> PASSAGE TO READ:
BEGIN

[The following is a guest post from Vinod Kothari and Nidhi Ladha of Vinod Kothari & Company. The authors can be contacted at firstname.lastname@example.org and email@example.com respectively.
This is a continuation from the first post in the series that can be accessed here]
Meaning of ‘mortgage of fixed assets’
The significant difference between mortgage and charge is that mortgage is a transfer of specific property, whereas a charge is a merely lien or obligation upon property to discharge a claim. The distinction between a sale, mortgage and charge needs to be clearly understood – sale is an absolute transfer of property, mortgage is specific transfer (that is, transfer only for securing a debt) in property, and a charge is a mere lien or obligation on property to secure a debt.
More clearly, in a sale, there is no underlying debt and consideration for sale flows from the buyer to the seller in lieu of transfer of absolute ownership of the property sold. As also defined in Benjamin on Sale, 8th Edition as:
“…Hence it follows that, to constitute a valid sale, there must be a concurrence of the following elements viz. (1) Parties competent to contract; (2) mutual assent; (3) a thing, the absolute or general property in which is transferred from the seller to the buyer; and (4) a price in money paid or promised.”
A ‘mortgage’ has been defined in section 58(a) of the Transfer of Property Act, 1882 as:
“A mortgage is the transfer of an interest in specific immovable property for the purpose of securing the payment of money advanced or to be advanced by way of loan, an existing or future debt, or the performance of an engagement which may give rise to a pecuniary liability.”

END

> INFORMATION SUPPLIED:
BEGIN

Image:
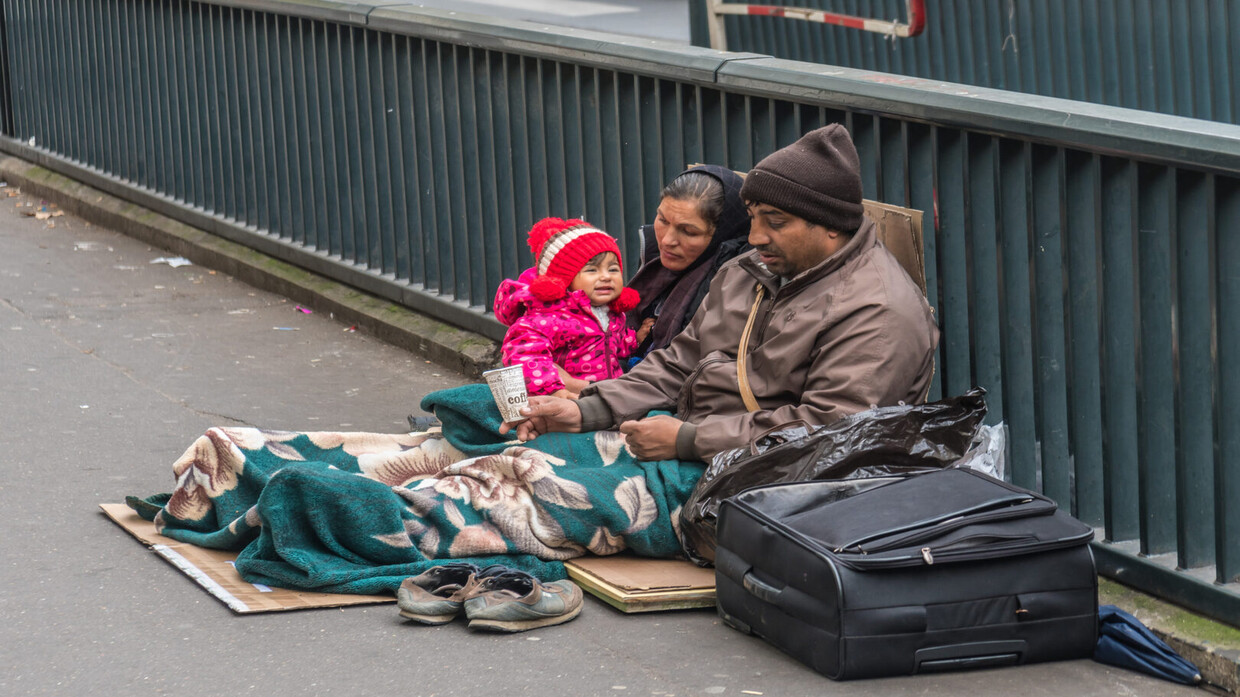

END

> TASK SET:
1. Using the passage on mortgage, charge and sale, mark each statement yes or no and quote the words that decide it: (a) A charge is a transfer of specific property. (b) A sale involves no underlying debt. (c) The quoted definition of a mortgage comes from section 58(a) of the Transfer of Property Act, 1882.
2. In the passage on mortgage, charge and sale, what kind of property does the quoted definition say a mortgage transfers an interest in?
3. Return the part of the passage on mortgage, charge and sale starting with "[The following is" and going on through "and email@example.com respectively.".
The material that comes after the passage on mortgage, charge and sale has no connection to it.

> WRITTEN ANSWERS:
1.
(a) No: "a charge is a merely lien or obligation upon property to discharge a claim"
(b) Yes: "in a sale, there is no underlying debt"
(c) Yes: "A ‘mortgage’ has been defined in section 58(a) of the Transfer of Property Act, 1882"

2. Specific immovable property.

3.
[The following is a guest post from Vinod Kothari and Nidhi Ladha of Vinod Kothari & Company. The authors can be contacted at firstname.lastname@example.org and email@example.com respectively.